__Testo scelto__
Hanan è sposata, il suo matrimonio è un matrimonio felice, anche senza un figlio. Ma a lei non basta, vuole essere madre a tutti i costi. Nel film attraverso interviste e confessioni intime, la donna racconta quello che prova e quello che pensa la società di lei. E' chiaro come ancora una volta è la società a definire i ruoli e se questi non sono rispettati, è inevitabile l'esclusione sociale.



Trattanto un tema delicato il film ha guadagnato l’attenzione degli operatori del settore in importanti manifestazioni cinematografiche, come l’International Documentary Film Festival di Amsterdam, il Documentary Film Festival di Salonicco, il Yamagata Film Festival in Giappone, il Film Festival di Abu Dhabi ed il Festiwal AfryKamera in Polonia, aggiudicandosi anche dei premi, come quello per il migliore film documentario di Abu Dhabi nel 2014, il premio speciale al Festival di Amsterdam e quello per il miglior documentario in Polonia, entrambi nel 2016 con la motivazione che il film racconta con rispetto quello che prova Hanan. Attraverso i suoi occhi, le sue parole ed i suoi gesti, si parla di lei, è vero. Ma nello stesso momento si parla anche di tutte quelle donne egiziane che ancora oggi pensano che l’essenza femminile passi solo nell’essere madri. Mentre in realtà essere donna significa anche altro. Molto altro.

__Consegna 1__
Ricopia dal testo sul documentario il passo che va da "Hanan è sposata, il" fino a "inevitabile l'esclusione sociale." compreso.

Voci di identificazione delle posizioni:
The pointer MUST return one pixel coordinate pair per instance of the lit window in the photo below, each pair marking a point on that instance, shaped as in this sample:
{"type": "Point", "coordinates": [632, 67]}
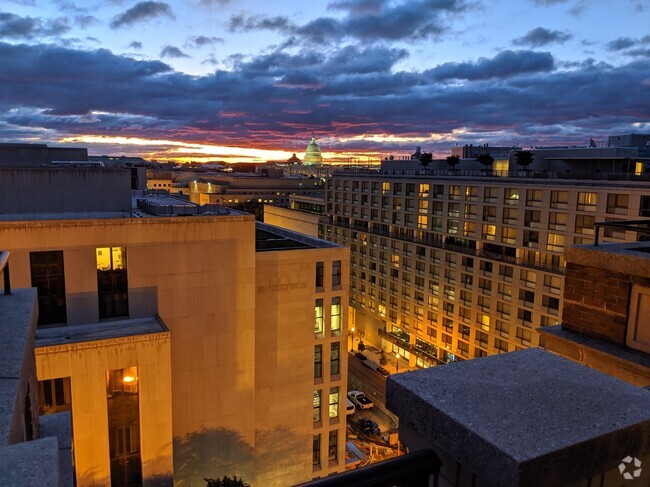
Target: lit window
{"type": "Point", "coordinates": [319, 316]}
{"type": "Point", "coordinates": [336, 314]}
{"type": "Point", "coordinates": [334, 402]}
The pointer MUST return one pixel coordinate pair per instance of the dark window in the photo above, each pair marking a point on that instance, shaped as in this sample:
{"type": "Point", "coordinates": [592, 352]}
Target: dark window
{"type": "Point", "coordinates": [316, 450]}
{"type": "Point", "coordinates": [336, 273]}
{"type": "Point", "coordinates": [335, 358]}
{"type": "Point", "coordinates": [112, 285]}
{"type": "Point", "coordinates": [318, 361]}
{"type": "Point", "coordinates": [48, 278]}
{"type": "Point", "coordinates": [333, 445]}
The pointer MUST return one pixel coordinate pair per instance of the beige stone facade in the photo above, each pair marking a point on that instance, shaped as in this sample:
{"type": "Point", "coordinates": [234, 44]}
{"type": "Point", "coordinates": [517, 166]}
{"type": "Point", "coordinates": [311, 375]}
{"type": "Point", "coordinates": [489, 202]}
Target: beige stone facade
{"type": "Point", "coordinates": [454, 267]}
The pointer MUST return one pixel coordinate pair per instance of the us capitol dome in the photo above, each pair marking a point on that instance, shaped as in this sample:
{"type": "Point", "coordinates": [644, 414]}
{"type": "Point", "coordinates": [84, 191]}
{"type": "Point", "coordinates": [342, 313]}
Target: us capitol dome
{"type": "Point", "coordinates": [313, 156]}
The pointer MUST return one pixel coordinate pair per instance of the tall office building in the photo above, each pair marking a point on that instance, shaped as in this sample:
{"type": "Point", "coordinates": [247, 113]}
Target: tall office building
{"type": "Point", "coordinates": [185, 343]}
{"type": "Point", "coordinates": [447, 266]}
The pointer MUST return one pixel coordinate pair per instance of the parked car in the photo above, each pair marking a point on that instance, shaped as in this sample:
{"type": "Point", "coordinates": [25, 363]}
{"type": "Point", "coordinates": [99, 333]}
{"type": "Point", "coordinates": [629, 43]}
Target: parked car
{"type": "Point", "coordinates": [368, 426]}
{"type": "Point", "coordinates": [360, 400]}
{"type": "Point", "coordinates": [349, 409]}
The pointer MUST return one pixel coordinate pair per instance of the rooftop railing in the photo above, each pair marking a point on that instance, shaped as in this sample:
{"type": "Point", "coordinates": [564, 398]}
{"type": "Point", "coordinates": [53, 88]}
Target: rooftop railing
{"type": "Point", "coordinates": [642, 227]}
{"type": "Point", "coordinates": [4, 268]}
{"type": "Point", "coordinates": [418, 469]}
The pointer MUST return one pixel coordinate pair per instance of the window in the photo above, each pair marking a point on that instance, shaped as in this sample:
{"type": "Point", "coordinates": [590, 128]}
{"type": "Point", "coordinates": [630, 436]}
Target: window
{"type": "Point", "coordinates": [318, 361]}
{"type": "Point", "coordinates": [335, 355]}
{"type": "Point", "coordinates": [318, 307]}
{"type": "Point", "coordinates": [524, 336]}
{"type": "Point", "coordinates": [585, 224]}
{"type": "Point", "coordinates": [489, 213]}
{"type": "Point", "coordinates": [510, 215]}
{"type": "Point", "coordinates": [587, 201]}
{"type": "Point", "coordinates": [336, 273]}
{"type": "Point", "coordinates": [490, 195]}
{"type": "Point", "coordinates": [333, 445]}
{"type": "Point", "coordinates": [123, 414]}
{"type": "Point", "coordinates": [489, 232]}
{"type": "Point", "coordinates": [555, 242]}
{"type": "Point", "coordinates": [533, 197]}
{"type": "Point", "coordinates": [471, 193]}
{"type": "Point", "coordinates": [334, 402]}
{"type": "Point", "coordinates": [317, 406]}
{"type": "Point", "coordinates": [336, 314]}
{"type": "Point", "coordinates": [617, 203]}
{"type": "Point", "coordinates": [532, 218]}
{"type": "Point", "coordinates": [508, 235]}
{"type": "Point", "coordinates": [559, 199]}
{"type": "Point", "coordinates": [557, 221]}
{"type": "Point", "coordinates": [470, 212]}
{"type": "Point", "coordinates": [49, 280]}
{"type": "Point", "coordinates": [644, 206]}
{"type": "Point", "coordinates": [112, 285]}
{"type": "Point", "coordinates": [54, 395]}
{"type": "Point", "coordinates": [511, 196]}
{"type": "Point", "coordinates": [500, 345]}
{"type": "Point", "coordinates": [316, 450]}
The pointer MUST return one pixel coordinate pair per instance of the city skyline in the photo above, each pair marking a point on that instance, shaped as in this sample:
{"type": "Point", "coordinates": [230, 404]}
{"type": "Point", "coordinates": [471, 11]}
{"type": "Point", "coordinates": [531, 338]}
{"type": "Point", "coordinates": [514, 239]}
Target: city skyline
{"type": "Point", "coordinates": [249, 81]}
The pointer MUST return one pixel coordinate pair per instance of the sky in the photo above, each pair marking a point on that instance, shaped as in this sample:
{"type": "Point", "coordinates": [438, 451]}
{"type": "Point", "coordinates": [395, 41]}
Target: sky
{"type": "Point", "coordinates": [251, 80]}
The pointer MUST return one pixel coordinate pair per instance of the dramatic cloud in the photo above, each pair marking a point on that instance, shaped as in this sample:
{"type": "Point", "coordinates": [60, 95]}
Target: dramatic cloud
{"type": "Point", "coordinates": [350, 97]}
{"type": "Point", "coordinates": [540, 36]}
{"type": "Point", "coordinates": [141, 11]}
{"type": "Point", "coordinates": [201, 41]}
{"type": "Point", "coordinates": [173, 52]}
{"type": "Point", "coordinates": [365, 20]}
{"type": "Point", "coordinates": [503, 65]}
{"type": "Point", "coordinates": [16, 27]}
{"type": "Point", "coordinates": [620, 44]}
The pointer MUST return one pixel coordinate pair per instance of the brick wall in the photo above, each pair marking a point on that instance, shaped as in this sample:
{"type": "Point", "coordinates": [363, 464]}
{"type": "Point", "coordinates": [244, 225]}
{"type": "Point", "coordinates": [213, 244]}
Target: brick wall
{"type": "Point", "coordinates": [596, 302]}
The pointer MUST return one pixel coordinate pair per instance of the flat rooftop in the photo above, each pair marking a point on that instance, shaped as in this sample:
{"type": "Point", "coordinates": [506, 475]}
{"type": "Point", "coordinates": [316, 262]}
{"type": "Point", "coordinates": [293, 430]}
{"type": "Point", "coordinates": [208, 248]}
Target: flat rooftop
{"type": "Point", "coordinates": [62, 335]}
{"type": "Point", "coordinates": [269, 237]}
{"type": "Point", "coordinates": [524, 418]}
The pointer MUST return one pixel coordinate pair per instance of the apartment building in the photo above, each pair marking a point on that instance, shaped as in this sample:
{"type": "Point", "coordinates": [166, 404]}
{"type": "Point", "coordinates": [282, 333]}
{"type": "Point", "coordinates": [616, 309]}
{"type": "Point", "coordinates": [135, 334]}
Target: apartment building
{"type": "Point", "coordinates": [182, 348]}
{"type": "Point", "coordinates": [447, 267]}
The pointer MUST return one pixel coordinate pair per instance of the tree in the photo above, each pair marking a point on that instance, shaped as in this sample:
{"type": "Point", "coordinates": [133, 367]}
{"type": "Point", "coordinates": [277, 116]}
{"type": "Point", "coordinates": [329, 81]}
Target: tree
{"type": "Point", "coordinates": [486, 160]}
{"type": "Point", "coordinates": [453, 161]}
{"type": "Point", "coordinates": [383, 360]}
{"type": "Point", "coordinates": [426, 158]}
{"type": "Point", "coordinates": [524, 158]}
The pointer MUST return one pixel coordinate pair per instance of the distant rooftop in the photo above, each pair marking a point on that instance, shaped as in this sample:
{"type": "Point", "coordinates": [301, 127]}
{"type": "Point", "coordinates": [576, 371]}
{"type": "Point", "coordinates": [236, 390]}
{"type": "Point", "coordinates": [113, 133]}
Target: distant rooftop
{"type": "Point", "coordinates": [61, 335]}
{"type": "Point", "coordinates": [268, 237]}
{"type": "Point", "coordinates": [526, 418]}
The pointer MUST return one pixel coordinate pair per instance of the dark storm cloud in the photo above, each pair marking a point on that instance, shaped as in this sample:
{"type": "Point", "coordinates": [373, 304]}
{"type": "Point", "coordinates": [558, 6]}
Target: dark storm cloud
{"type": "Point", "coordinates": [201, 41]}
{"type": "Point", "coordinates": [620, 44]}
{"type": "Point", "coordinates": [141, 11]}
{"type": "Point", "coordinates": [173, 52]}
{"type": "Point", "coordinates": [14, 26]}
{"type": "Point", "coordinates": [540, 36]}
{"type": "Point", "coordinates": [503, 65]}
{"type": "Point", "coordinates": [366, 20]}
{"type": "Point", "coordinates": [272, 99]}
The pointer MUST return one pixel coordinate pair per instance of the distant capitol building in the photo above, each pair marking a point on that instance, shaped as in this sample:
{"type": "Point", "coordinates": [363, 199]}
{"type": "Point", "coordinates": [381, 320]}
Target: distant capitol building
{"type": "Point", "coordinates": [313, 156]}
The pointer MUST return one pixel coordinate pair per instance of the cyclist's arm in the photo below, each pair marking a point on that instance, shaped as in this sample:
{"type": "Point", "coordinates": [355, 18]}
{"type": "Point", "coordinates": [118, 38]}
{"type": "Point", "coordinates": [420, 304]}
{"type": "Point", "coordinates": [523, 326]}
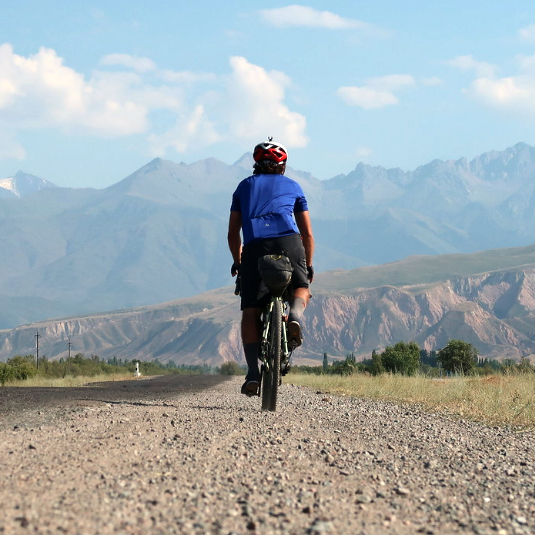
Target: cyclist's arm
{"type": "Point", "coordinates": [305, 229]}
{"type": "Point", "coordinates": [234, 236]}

__Consegna 2__
Presenta in una tabella Markdown con le colonne Numero e Riga della voce solo le righe delle voci dalla riga che contiene "the distant rooftop" fino alla fine delle voci, estremi compresi, omettendo le righe vuote. Escludi le immagini dalla risposta.

__Soluzione scritta 1__
Hanan è sposata, il suo matrimonio è un matrimonio felice, anche senza un figlio. Ma a lei non basta, vuole essere madre a tutti i costi. Nel film attraverso interviste e confessioni intime, la donna racconta quello che prova e quello che pensa la società di lei. E' chiaro come ancora una volta è la società a definire i ruoli e se questi non sono rispettati, è inevitabile l'esclusione sociale.

__Soluzione scritta 2__
| Numero | Riga della voce |
|---|---|
| 1 | The pointer MUST return one pixel coordinate pair per instance of the distant rooftop in the photo above, each pair marking a point on that instance, shaped as in this sample: |
| 2 | {"type": "Point", "coordinates": [301, 127]} |
| 3 | {"type": "Point", "coordinates": [576, 371]} |
| 4 | {"type": "Point", "coordinates": [236, 390]} |
| 5 | {"type": "Point", "coordinates": [113, 133]} |
| 6 | Target: distant rooftop |
| 7 | {"type": "Point", "coordinates": [61, 335]} |
| 8 | {"type": "Point", "coordinates": [268, 237]} |
| 9 | {"type": "Point", "coordinates": [526, 418]} |
| 10 | The pointer MUST return one pixel coordinate pair per instance of the dark storm cloud in the photo above, each pair marking a point on that instance, shaped as in this sample: |
| 11 | {"type": "Point", "coordinates": [373, 304]} |
| 12 | {"type": "Point", "coordinates": [558, 6]} |
| 13 | Target: dark storm cloud |
| 14 | {"type": "Point", "coordinates": [201, 41]} |
| 15 | {"type": "Point", "coordinates": [620, 44]} |
| 16 | {"type": "Point", "coordinates": [141, 11]} |
| 17 | {"type": "Point", "coordinates": [173, 52]} |
| 18 | {"type": "Point", "coordinates": [14, 26]} |
| 19 | {"type": "Point", "coordinates": [540, 36]} |
| 20 | {"type": "Point", "coordinates": [503, 65]} |
| 21 | {"type": "Point", "coordinates": [366, 20]} |
| 22 | {"type": "Point", "coordinates": [272, 99]} |
| 23 | The pointer MUST return one pixel coordinate pair per instance of the distant capitol building in the photo above, each pair marking a point on that instance, shaped as in this sample: |
| 24 | {"type": "Point", "coordinates": [363, 199]} |
| 25 | {"type": "Point", "coordinates": [381, 320]} |
| 26 | Target: distant capitol building |
| 27 | {"type": "Point", "coordinates": [313, 156]} |
| 28 | The pointer MUST return one pixel coordinate pair per instance of the cyclist's arm in the photo below, each pair marking a point on that instance, shaped as in this sample: |
| 29 | {"type": "Point", "coordinates": [355, 18]} |
| 30 | {"type": "Point", "coordinates": [118, 38]} |
| 31 | {"type": "Point", "coordinates": [420, 304]} |
| 32 | {"type": "Point", "coordinates": [523, 326]} |
| 33 | Target: cyclist's arm |
| 34 | {"type": "Point", "coordinates": [305, 229]} |
| 35 | {"type": "Point", "coordinates": [234, 236]} |